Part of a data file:

--- Begin ---

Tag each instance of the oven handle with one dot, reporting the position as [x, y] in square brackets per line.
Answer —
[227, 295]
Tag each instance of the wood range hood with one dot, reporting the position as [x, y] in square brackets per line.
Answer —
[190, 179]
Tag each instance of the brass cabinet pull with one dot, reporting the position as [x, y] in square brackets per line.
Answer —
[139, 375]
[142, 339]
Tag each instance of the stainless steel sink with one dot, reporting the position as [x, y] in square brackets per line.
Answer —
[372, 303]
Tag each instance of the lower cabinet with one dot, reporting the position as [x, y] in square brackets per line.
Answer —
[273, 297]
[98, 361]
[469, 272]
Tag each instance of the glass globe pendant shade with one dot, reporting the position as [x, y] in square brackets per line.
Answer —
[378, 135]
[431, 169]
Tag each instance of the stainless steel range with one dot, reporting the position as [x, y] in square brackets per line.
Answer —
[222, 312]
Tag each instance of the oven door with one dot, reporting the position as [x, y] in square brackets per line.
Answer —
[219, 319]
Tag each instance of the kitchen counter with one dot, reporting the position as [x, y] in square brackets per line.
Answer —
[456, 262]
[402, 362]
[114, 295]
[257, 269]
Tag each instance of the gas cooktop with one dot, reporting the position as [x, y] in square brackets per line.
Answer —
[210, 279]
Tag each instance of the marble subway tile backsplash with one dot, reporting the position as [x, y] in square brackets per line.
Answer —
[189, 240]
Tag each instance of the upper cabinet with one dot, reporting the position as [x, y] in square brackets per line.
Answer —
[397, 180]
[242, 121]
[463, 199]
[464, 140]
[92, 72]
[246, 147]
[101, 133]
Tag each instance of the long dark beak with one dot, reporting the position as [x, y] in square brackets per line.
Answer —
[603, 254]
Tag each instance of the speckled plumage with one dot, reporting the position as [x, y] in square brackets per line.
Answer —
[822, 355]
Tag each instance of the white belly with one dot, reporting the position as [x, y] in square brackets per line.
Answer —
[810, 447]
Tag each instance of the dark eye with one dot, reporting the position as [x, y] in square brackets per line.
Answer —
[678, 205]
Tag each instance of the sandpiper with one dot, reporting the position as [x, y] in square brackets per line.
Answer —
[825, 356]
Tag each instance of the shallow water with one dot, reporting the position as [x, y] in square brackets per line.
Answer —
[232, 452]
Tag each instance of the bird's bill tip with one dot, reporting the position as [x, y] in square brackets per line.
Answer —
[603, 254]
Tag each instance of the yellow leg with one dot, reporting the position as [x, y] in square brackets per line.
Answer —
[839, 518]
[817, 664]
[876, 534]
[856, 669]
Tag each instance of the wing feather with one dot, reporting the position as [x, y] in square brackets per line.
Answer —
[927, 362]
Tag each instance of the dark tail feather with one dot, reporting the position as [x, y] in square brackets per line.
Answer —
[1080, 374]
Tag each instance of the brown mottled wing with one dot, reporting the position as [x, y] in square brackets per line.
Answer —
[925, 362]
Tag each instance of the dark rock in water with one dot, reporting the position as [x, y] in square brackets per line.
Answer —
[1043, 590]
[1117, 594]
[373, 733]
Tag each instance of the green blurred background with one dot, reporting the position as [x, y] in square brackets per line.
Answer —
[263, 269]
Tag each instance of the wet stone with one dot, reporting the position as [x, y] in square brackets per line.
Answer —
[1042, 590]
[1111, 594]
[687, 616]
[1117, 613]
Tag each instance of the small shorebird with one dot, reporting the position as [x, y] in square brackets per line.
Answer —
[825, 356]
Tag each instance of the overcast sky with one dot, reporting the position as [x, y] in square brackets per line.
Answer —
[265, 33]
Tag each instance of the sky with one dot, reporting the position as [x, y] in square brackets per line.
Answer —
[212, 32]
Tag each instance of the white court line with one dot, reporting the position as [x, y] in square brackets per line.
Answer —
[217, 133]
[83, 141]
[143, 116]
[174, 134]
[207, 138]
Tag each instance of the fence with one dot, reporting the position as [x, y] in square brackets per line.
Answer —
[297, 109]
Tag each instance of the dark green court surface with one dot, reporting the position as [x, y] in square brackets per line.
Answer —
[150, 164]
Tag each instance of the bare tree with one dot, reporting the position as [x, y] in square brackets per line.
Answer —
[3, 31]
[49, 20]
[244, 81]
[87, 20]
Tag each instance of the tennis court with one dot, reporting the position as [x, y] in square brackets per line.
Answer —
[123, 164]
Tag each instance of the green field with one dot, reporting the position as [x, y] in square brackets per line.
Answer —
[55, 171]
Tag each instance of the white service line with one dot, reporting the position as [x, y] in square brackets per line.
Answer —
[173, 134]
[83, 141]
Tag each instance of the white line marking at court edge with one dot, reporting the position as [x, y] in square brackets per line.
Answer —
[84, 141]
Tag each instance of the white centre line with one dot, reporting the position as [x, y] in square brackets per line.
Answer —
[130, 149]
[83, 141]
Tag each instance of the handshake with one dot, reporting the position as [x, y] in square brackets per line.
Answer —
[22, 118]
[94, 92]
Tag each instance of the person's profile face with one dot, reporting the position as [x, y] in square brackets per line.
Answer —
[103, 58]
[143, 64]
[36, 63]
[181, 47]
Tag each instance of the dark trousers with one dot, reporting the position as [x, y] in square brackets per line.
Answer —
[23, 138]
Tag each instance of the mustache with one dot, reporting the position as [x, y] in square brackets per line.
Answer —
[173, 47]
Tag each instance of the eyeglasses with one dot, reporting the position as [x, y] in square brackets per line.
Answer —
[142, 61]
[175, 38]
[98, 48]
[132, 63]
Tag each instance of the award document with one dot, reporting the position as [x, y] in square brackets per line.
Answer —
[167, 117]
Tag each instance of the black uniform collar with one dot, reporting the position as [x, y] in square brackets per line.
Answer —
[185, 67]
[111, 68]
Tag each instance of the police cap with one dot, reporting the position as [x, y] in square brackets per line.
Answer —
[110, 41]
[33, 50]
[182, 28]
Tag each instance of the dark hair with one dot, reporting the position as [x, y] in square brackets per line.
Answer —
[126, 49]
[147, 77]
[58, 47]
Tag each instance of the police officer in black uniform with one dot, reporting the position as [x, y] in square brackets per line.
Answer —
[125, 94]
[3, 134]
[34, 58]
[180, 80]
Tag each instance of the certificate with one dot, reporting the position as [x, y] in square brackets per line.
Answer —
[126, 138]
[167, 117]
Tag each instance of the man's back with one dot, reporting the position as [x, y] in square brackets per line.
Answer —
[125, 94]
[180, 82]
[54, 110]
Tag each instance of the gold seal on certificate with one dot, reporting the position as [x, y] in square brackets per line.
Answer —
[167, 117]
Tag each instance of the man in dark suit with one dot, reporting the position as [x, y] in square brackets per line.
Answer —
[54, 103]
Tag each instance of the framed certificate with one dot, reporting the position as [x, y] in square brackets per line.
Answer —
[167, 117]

--- End ---

* _Set task_
Lines from the one containing "Tag each instance of the black" through the final line are to be given again verbatim, with nothing before or after.

* _Task output_
Tag each instance of the black uniform collar with one dot, reporting the position as [x, y] in square brackets per line.
Answer —
[185, 67]
[111, 68]
Tag each instance of the police cap with one dot, reporting the position as [x, y] in square brackets per line.
Answer —
[110, 41]
[33, 50]
[182, 28]
Tag each instance of the dark hair with one dot, reporting the position as [x, y] in square brackets per line.
Answer —
[126, 49]
[147, 77]
[58, 47]
Tag each instance of the police officer in black uniform with one dot, reporting the position as [x, y] in square brackets per line.
Answer —
[125, 94]
[3, 134]
[34, 58]
[180, 80]
Tag each instance of the certificate with one dot, reporting the position as [x, y] in square brackets per line.
Answer —
[126, 138]
[167, 117]
Tag each instance of the man's back with one dot, reporting the position as [x, y] in square brackets per line.
Answer —
[125, 94]
[180, 82]
[54, 110]
Tag each instance of the gold seal on certificate with one dot, reporting the position as [x, y] in square brackets per line.
Answer —
[167, 117]
Tag each instance of the man in dark suit with one dot, reporting the position as [x, y] in square brackets per line.
Answer —
[54, 103]
Tag each instance of the framed certificate with one dot, reporting the position as [x, y] in square brackets per line.
Answer —
[167, 117]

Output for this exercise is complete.